EXERCISE DESCRIPTION:
Copy the data below line for line without changing any character, and leave the pictures out of your copy.

PROVIDED INFORMATION:
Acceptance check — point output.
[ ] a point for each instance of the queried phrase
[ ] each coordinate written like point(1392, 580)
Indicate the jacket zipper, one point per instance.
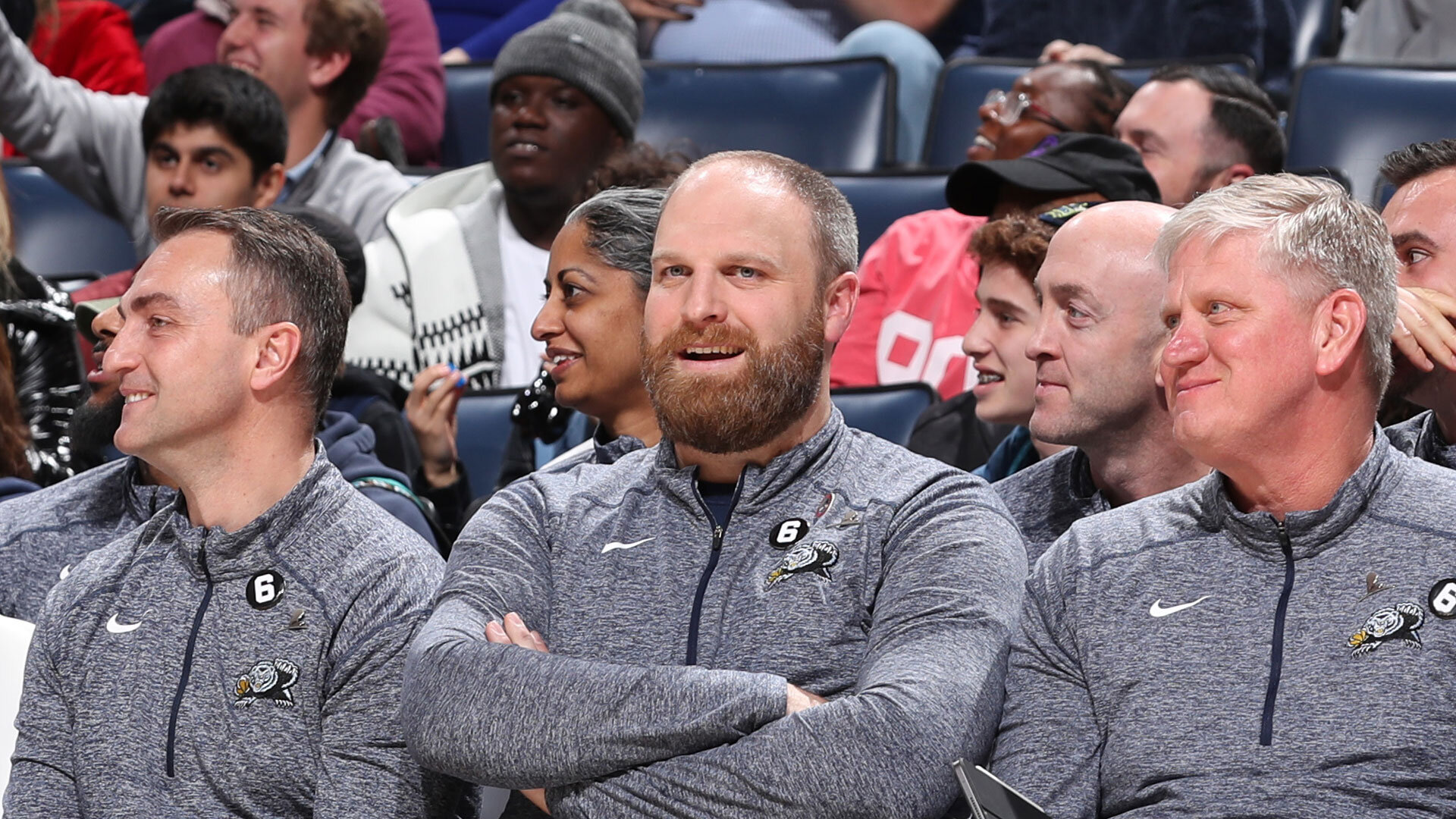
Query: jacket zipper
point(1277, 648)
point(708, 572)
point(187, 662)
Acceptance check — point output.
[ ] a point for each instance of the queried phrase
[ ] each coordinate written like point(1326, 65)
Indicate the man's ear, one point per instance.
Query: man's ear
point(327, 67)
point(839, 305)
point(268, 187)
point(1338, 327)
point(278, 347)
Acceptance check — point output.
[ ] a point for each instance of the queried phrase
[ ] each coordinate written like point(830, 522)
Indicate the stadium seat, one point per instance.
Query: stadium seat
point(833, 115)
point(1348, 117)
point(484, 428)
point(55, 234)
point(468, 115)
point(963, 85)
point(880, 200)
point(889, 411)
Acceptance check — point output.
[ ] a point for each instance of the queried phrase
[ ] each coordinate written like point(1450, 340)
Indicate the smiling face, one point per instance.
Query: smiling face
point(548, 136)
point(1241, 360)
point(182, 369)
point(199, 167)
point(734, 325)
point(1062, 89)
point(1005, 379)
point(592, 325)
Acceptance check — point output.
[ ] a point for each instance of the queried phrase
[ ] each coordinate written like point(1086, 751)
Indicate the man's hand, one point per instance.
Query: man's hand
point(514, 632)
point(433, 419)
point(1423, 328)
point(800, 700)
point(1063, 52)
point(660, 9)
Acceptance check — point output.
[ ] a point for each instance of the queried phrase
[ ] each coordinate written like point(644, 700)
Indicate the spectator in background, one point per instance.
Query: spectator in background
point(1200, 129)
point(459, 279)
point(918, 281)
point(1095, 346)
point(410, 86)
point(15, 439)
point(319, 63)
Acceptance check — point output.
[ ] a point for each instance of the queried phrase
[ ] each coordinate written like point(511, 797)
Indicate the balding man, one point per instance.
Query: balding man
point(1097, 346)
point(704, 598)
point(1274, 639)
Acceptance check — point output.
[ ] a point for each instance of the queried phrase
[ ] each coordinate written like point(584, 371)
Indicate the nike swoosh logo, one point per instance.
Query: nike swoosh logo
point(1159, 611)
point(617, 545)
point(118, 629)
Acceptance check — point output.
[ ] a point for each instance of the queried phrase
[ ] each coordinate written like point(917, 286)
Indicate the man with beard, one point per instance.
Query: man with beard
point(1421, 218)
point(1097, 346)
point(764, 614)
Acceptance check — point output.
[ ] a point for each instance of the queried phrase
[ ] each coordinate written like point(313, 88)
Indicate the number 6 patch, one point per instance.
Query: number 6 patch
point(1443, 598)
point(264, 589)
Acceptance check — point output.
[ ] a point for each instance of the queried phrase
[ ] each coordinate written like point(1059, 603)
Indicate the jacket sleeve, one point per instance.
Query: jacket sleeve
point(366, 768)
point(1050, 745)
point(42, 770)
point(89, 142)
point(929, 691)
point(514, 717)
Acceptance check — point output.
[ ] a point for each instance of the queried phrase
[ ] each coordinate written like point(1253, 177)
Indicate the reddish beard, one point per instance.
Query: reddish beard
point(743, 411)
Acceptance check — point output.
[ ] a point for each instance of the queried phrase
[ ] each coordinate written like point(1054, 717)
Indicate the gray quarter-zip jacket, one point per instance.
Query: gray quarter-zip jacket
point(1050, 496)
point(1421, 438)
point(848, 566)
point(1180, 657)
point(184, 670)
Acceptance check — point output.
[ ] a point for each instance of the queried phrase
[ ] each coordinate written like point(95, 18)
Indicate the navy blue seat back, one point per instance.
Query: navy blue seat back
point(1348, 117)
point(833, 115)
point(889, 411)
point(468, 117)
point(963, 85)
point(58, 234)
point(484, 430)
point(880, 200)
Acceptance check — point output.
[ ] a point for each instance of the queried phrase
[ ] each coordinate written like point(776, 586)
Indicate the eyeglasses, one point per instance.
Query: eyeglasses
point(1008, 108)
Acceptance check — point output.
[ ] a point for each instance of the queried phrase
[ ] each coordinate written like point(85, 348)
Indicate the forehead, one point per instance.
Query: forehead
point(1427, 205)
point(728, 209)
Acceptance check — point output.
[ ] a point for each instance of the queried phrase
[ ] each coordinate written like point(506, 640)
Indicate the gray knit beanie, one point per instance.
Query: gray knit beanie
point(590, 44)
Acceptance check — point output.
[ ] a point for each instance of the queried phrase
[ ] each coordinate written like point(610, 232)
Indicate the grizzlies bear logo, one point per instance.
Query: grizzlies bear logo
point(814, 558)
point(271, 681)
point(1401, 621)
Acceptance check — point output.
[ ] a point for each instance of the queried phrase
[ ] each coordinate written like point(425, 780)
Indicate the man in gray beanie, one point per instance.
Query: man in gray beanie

FINISHED TASK:
Acceptance check — point output.
[ ] a point for each instance of the queried phrase
[ ] each coordinate written like point(1392, 580)
Indicate the jacket zipper, one point per instance.
Query: jacket zipper
point(1277, 648)
point(708, 572)
point(187, 662)
Acceptance check — point output.
[ ] a point for each instance of the queried phrase
[ ] each coordinate written like point(1326, 65)
Indicate the man's ear, one point per instance.
Query: man's ear
point(327, 67)
point(839, 305)
point(268, 187)
point(1338, 327)
point(278, 347)
Acceptance check — point output.
[ ] a point for each instance of the queried phrase
[ ] each coordinate written like point(830, 522)
Indicate the stadium seat, one point per instance.
Query: stadium seat
point(833, 115)
point(1348, 117)
point(484, 428)
point(55, 234)
point(468, 115)
point(963, 85)
point(880, 200)
point(889, 411)
Acceptance check — point output.
[ ] a point for each instance of the queried phrase
[ ] each coordinate written like point(1450, 340)
Indicate the smiling face, one point per instance.
Query: smiling face
point(548, 136)
point(1241, 360)
point(182, 369)
point(199, 167)
point(734, 325)
point(1062, 89)
point(1005, 379)
point(592, 325)
Acceptance check — point output.
[ ] a point for each instance of the queried phrase
[ ] each coordinate written like point(1086, 751)
Indicate the man's hand, one point per instance.
Query: man's hand
point(514, 632)
point(433, 419)
point(1423, 328)
point(800, 700)
point(1063, 52)
point(660, 9)
Acceptance check — point output.
[ ] a point for each instance of the queried phrase
[ ] each coordinate written like point(644, 700)
Indicate the spectator in background, one point per instance.
Query: spectator in background
point(1200, 129)
point(459, 279)
point(918, 281)
point(1095, 346)
point(410, 86)
point(15, 439)
point(319, 63)
Acceptance check — point output.
[ ] a point for each instance of the queried phrase
[ ] each coordinate written like point(511, 797)
Indicate the balding man, one point per instance.
Query: balding man
point(1097, 346)
point(704, 598)
point(1274, 639)
Acceptance check — point output.
[ ] a point for each instance of the queried phrase
[ ] each coordinate written like point(584, 371)
Indicate the nike swoosh logo, one point per instance.
Query: nike swoosh logo
point(1159, 611)
point(617, 545)
point(118, 629)
Acceptance check — point output.
[ ] a point for each instance of the queried phrase
[ ] each coordinate written like point(917, 286)
Indicate the man with beard, one point per instance.
Query: man with beard
point(1421, 218)
point(1097, 346)
point(764, 614)
Acceptance check — point output.
[ ] a point for each instance of the queried phrase
[ ] each coordinate written like point(313, 88)
Indicate the number 6 patch, one point per instance.
Query: number 6 patch
point(1443, 598)
point(264, 589)
Acceptance check — point output.
[ ] a point for each instance of the queried phrase
[ ] each coordinate written like point(1059, 603)
Indicate the jacket sleeve, one point per instance.
Query: jacket sleeve
point(366, 768)
point(1050, 745)
point(42, 770)
point(89, 142)
point(929, 691)
point(514, 717)
Acceptance check — point output.
[ ] a point for each instance of the queried phrase
[ ] each coordinate written like point(1253, 177)
Indicate the reddish beard, one point per instance.
Query: reddish beard
point(743, 411)
Acceptance check — point output.
[ ] a point for each instance of the queried phrase
[ ] each coordinate written like point(1054, 717)
Indicate the gray quarter-zip jacket, one point per instance.
Query: gray quarter-zip jacket
point(1050, 496)
point(1421, 438)
point(848, 566)
point(1180, 657)
point(184, 670)
Acceptance check — point output.
[ ] a point for each instance of the queried phrase
[ ] each coordinate written like point(95, 18)
Indicate the navy blue seat back, one point per instance.
Query: navy blue seat back
point(1348, 117)
point(833, 115)
point(889, 411)
point(468, 117)
point(963, 85)
point(58, 234)
point(484, 430)
point(880, 200)
Acceptance check — point output.
[ ] a point for each instance of the queried phrase
[ ] each coordinate written like point(776, 586)
Indicate the eyeglasses, one point per instance.
Query: eyeglasses
point(1008, 108)
Acceptance check — point output.
[ ] a point for each instance of the queried phrase
[ ] each coordinate written like point(85, 348)
Indicate the forehead, one point per instance.
Query: forehead
point(1427, 205)
point(728, 209)
Acceptance check — point output.
[ ] a point for each instance of the queried phrase
[ ] each coordinate written like point(506, 640)
Indicate the gray knit beanie, one point per instance.
Query: gray knit beanie
point(590, 44)
Acceptance check — point output.
[ ] a point for each instance of the queried phrase
[ ] each coordinate written like point(610, 232)
Indicate the grizzlies bear logo, one point per instance.
Query: grizzlies bear logo
point(814, 558)
point(271, 681)
point(1401, 621)
Acceptance check — point output.
[ ] a point for each instance of the queried phrase
[ ] each coordinate written like point(425, 780)
Indicate the man in gray beanie, one point per instance.
Query: man in gray beanie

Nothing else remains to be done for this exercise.